§ Il problema:
Elenca tutte le persone che la sezione del documento sul voto del Cda Rai indica con nome e cognome.

§ Sezione del documento:
Nella nebbia su Mazzini il voto del Cda potrebbe slittare ad ottobre, a poi ancora oltre perché il 23 di quel mese il Tar entrerà nel merito del ricorso presentato da Nino Rizzo Nervo, Roberto Zaccaria, Giuseppe Giulietti e compagnia (tra i ricorrenti c’è il professore Giulio Enea Vigevani, avvocato tostissimo che ha difeso con successo il sovrintendente del teatro San Carlo di Napoli, Claude Lissner sollevato dall’incarico per far posto a Carlo Fuortes ex ad Rai) a proposito delle modalità di scelta dei candidati al Cda. E potrebbero essere tuoni e fulmini. Darsi quindi una mossa? Sì, diranno i tre leader a consulto, se avranno superato nel frattempo i principali problemi che li dividono. Forza Italia è indisponibile, perché tutto il comparto industriale della tivvù a cominciare da Mediaset ne risentirebbe pesantemente, ad allargare la fetta della torta pubblicitaria a beneficio della Rai per compensarla della riduzione delle entrate derivante da un ulteriore taglio del canone a cui mira la Lega che lo ha promesso ai suoi elettori.

§ Record estratti:
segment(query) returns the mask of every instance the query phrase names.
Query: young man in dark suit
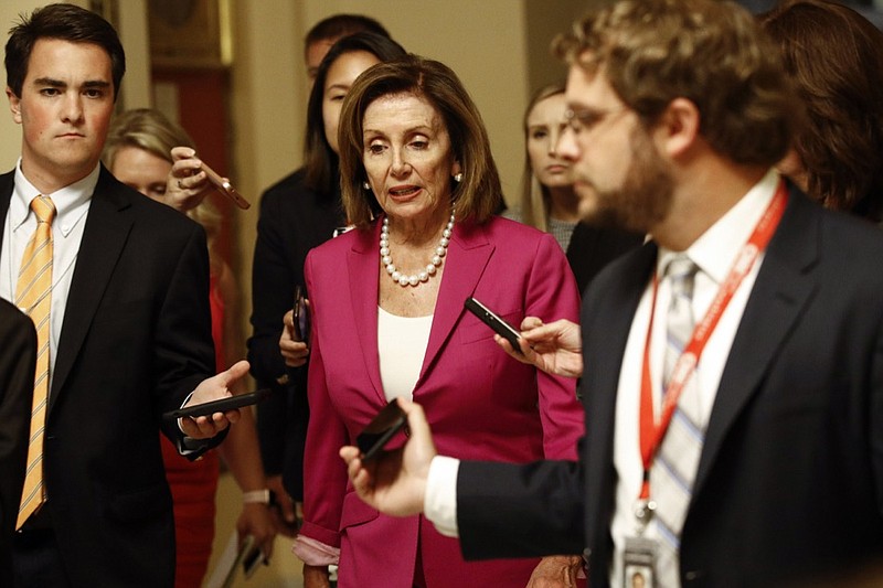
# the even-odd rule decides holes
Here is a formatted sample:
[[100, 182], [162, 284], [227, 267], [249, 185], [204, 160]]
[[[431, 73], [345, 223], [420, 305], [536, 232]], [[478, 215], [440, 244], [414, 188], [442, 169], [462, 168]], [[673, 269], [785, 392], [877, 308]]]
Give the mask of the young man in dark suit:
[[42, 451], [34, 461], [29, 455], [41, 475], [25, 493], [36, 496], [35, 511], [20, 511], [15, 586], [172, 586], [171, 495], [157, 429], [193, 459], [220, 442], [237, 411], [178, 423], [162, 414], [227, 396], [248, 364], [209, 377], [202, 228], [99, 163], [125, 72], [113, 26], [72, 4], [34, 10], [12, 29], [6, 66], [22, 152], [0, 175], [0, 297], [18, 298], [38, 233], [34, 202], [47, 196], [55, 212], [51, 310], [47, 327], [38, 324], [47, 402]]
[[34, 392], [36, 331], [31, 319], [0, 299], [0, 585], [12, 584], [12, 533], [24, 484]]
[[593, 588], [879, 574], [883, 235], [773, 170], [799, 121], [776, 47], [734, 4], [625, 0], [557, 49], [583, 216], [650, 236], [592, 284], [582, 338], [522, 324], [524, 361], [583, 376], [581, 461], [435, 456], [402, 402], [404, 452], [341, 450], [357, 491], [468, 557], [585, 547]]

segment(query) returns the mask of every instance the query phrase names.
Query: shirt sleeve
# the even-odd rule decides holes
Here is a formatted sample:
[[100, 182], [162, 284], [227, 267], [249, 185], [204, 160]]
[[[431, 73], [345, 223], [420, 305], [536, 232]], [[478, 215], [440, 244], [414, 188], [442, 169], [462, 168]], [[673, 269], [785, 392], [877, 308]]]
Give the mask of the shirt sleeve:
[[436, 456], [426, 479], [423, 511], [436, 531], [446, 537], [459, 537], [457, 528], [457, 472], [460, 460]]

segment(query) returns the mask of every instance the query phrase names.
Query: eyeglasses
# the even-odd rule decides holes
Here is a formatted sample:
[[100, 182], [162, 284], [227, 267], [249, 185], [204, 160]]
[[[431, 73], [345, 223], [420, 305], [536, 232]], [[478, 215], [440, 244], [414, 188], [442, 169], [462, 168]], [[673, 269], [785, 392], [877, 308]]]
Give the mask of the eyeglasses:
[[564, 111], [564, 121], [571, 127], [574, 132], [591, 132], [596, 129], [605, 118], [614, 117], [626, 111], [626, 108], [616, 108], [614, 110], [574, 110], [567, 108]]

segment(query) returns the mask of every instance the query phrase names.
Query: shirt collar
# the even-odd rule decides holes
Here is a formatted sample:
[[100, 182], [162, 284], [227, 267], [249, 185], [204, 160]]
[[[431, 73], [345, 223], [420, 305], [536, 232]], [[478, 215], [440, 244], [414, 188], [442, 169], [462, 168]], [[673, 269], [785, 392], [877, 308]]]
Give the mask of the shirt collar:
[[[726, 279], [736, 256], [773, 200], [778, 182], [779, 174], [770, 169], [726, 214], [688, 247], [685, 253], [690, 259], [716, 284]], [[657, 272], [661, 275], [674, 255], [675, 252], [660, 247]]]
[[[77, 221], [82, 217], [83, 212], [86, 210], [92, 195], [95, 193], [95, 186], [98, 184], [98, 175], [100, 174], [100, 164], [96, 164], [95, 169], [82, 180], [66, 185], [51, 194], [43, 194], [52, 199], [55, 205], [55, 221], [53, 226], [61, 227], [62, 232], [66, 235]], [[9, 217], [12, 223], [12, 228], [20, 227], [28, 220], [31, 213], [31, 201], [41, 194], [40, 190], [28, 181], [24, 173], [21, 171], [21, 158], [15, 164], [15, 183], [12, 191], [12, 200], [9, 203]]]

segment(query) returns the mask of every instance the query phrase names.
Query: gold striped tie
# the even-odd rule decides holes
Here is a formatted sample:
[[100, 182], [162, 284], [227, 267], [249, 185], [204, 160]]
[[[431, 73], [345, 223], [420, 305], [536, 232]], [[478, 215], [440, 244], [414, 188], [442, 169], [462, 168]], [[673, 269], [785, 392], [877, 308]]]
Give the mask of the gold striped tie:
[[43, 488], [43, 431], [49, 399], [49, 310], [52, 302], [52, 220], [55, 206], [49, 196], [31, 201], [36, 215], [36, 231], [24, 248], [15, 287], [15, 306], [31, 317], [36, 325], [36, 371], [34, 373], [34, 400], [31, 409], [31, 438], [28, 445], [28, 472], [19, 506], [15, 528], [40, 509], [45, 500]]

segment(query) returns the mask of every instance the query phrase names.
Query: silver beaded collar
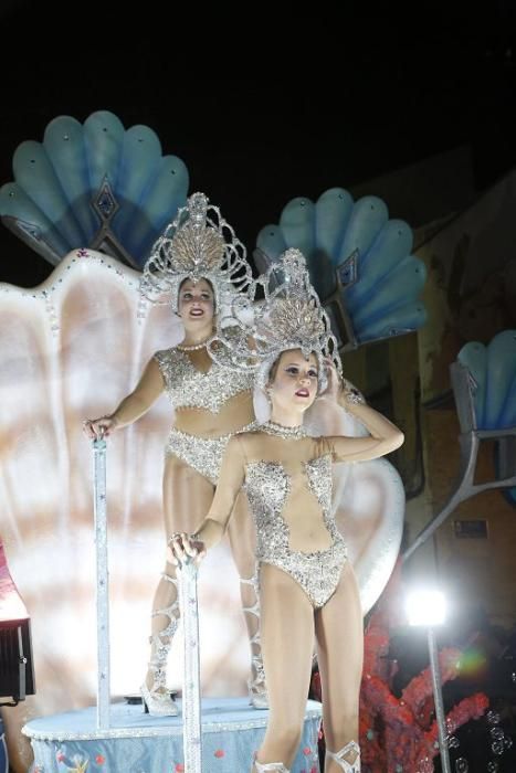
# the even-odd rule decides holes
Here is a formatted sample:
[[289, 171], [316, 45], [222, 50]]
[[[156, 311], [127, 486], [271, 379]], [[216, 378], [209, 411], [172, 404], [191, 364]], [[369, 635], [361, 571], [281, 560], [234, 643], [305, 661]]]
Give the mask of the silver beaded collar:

§ Risultato:
Nino Rizzo Nervo
Roberto Zaccaria
Giuseppe Giulietti
Giulio Enea Vigevani
Claude Lissner
Carlo Fuortes